(Entries taken from a collection)
####################
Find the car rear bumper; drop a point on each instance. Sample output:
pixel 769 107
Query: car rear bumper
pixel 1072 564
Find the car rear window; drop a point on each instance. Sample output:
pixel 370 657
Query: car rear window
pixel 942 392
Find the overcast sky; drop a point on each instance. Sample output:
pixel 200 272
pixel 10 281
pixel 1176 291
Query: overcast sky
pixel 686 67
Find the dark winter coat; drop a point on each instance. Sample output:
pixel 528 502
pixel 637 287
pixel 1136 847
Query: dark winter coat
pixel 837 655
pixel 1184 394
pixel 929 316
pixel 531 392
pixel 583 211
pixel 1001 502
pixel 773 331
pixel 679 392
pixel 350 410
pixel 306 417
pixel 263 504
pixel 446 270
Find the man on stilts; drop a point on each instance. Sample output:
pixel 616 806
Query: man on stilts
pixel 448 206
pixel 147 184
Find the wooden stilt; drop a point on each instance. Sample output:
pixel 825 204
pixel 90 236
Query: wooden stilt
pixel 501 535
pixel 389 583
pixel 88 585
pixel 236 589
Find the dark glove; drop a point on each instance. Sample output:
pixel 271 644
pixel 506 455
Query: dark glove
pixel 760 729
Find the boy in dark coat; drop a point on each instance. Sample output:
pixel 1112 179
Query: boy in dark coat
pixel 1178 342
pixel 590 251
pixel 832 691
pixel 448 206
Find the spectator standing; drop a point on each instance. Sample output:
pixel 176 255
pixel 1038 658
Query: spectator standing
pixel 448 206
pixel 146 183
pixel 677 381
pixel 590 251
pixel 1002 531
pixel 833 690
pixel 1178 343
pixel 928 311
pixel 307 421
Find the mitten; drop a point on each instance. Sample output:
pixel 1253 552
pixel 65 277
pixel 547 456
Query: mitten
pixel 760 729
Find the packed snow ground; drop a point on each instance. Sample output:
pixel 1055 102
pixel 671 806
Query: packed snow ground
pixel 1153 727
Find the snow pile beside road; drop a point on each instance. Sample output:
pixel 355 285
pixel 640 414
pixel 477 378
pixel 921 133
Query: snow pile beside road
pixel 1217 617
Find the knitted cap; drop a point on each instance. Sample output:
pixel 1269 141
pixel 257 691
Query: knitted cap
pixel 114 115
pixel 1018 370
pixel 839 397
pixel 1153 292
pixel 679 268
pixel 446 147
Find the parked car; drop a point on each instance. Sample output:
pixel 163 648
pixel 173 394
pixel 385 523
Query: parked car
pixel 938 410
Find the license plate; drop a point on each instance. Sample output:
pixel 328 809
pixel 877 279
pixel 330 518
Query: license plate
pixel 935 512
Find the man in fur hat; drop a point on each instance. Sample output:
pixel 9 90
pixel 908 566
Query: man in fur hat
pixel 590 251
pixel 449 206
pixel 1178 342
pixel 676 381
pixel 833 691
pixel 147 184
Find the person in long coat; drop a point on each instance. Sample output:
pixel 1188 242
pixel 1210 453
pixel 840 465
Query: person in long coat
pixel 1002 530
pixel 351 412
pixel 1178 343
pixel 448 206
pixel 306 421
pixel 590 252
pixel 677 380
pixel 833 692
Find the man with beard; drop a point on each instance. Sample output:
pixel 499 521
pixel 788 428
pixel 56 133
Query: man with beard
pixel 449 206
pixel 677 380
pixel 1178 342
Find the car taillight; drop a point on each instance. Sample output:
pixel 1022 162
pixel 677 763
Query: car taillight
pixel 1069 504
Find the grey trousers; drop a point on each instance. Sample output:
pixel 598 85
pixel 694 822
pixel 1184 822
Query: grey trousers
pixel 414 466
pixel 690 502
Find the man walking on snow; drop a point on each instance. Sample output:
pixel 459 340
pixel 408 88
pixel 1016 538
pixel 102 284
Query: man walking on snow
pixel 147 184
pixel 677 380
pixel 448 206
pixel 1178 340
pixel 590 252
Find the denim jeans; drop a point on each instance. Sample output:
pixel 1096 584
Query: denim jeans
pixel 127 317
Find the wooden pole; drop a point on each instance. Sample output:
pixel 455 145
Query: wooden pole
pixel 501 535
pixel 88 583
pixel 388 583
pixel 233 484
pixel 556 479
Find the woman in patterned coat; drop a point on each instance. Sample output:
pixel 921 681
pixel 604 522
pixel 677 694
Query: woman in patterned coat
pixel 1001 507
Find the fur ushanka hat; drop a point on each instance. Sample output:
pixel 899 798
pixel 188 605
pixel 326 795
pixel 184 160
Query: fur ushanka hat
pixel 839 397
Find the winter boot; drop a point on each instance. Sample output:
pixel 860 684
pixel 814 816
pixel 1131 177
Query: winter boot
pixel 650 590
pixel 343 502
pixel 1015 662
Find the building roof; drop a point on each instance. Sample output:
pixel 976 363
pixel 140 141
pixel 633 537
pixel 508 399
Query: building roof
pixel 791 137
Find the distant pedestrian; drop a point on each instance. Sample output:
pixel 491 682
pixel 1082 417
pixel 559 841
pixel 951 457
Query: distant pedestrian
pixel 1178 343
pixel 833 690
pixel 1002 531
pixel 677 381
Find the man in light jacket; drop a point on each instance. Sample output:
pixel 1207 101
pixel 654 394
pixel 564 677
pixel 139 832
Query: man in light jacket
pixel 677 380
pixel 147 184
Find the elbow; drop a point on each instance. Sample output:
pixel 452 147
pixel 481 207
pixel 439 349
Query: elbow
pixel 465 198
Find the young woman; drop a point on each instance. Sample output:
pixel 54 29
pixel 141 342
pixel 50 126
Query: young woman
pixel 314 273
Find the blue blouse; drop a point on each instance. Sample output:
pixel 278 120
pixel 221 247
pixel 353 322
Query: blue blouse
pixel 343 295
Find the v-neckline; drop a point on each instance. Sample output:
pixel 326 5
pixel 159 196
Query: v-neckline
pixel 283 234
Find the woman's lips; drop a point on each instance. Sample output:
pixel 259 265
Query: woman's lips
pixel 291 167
####################
§ **Aim of the exercise**:
Word for word, return all of the records.

§ **Your response**:
Find the car rear bumper; drop a point on each instance. Sample output:
pixel 769 107
Query: car rear bumper
pixel 1072 564
Find the car rear window; drop a point on each instance. Sample output:
pixel 370 657
Query: car rear window
pixel 942 392
Find the overcast sky; drop a point on each instance. Sample output:
pixel 200 272
pixel 10 281
pixel 1176 291
Query: overcast sky
pixel 686 67
Find the dark winter coat; drop a point on each instance. Sample output:
pixel 528 502
pixel 637 287
pixel 1136 847
Query: dark winter coat
pixel 837 655
pixel 1184 394
pixel 929 316
pixel 531 392
pixel 583 211
pixel 1001 502
pixel 773 331
pixel 679 392
pixel 350 410
pixel 306 417
pixel 263 504
pixel 446 270
Find the man on stilts; drop a point on each instance. Sample output:
pixel 616 806
Query: man on stilts
pixel 448 206
pixel 147 184
Find the wooden stilt; drop a point on each instance. Sample output:
pixel 825 204
pixel 90 236
Query: wooden stilt
pixel 501 535
pixel 389 583
pixel 88 585
pixel 236 589
Find the dark glove; drop a point on each instance. Sample output:
pixel 271 644
pixel 506 455
Query: dark glove
pixel 760 729
Find the boy in dark coat; drop a point on each instance. Sample output:
pixel 1112 179
Query: boy in dark coat
pixel 1178 342
pixel 590 251
pixel 832 691
pixel 448 206
Find the spectator standing; drop a point on each instance. Sample output:
pixel 176 255
pixel 1038 658
Query: spectator standing
pixel 448 206
pixel 146 183
pixel 677 381
pixel 590 251
pixel 1002 531
pixel 833 690
pixel 1178 343
pixel 928 311
pixel 307 421
Find the mitten; drop a point on each instance. Sample output:
pixel 1253 552
pixel 65 277
pixel 547 456
Query: mitten
pixel 760 729
Find the packed snow ground; drop a point on each instance. Sample output:
pixel 1055 102
pixel 671 806
Query: packed snow ground
pixel 1153 727
Find the snow pile beside road; drop a point on each instance. Sample output:
pixel 355 285
pixel 640 414
pixel 477 378
pixel 921 133
Query: snow pile beside road
pixel 1217 617
Find the knitted cap; drop a point on each instance. Sample output:
pixel 1269 141
pixel 257 691
Query: knitted cap
pixel 114 115
pixel 1018 370
pixel 839 397
pixel 1153 292
pixel 679 268
pixel 446 147
Find the parked car; drop a point on each instance. Sample output:
pixel 163 648
pixel 173 394
pixel 385 523
Query: parked car
pixel 938 410
Find the license plate; drop a point on each instance. Sample output:
pixel 328 809
pixel 877 279
pixel 330 518
Query: license plate
pixel 935 512
Find the man in fur hat; drop a point on each instance. Sample output:
pixel 9 90
pixel 908 566
Query: man in fur hat
pixel 590 251
pixel 449 206
pixel 1178 342
pixel 676 381
pixel 833 691
pixel 147 184
Find the person in long coat; drop a point on each instance. Sample output:
pixel 1188 242
pixel 1210 453
pixel 840 465
Query: person in long coat
pixel 1002 530
pixel 351 412
pixel 1178 343
pixel 448 206
pixel 306 421
pixel 590 252
pixel 677 380
pixel 833 692
Find the man with beard; drop a point on each instance. Sample output:
pixel 499 521
pixel 788 428
pixel 56 133
Query: man with beard
pixel 449 206
pixel 677 380
pixel 1178 342
Find the car taillight; drop a point on each instance. Sample output:
pixel 1022 162
pixel 677 763
Query: car taillight
pixel 1069 504
Find the grey trousers; drop a point on each instance. Sample output:
pixel 598 85
pixel 694 822
pixel 1184 822
Query: grey trousers
pixel 414 466
pixel 690 502
Find the man walking on snow; drop a point on each instance. Sample output:
pixel 459 340
pixel 408 88
pixel 1016 538
pixel 102 284
Query: man walking on snow
pixel 147 184
pixel 677 380
pixel 448 206
pixel 1178 340
pixel 590 252
Find the denim jeans; drop a point on each instance. Sample output:
pixel 1096 584
Query: denim jeans
pixel 127 317
Find the wooden pole; drop a point on each instance. Sample output:
pixel 455 145
Query: wooden pole
pixel 501 535
pixel 88 583
pixel 388 583
pixel 233 484
pixel 556 479
Find the woman in patterned coat; drop a point on each instance. Sample output:
pixel 921 681
pixel 604 522
pixel 677 694
Query: woman in patterned coat
pixel 1001 507
Find the fur ushanka hat; drop a point on each instance. Sample output:
pixel 899 798
pixel 188 605
pixel 326 795
pixel 184 160
Query: fur ushanka hat
pixel 839 397
Find the winter boot; drop a point on each instance. Sample output:
pixel 860 684
pixel 814 816
pixel 1131 177
Query: winter boot
pixel 650 590
pixel 343 502
pixel 1015 662
Find the building roof; drop a point on each instance. Sample output:
pixel 976 363
pixel 140 141
pixel 633 537
pixel 508 399
Query: building roof
pixel 791 137
Find the distant pedestrian; drop a point on each instance. Sample output:
pixel 491 682
pixel 1082 417
pixel 559 841
pixel 951 457
Query: distant pedestrian
pixel 1178 343
pixel 833 690
pixel 1002 531
pixel 677 381
Find the man in light jacket; drop a point on each instance. Sample output:
pixel 1207 101
pixel 654 394
pixel 564 677
pixel 139 832
Query: man in light jacket
pixel 677 380
pixel 147 184
Find the elbow; drop a point on each instance. Sample output:
pixel 452 147
pixel 481 207
pixel 439 349
Query: elbow
pixel 465 198
Find the young woman; drop a point on each instance. Sample output:
pixel 54 29
pixel 141 342
pixel 50 126
Query: young woman
pixel 314 273
Find the blue blouse; drop a point on each instance. Sample output:
pixel 278 120
pixel 221 247
pixel 353 322
Query: blue blouse
pixel 343 295
Find the v-neckline; drop a point on each instance. Sample output:
pixel 326 5
pixel 159 196
Query: v-neckline
pixel 283 234
Find the woman's lips; drop a point on each instance. Sample output:
pixel 259 265
Query: woman's lips
pixel 291 167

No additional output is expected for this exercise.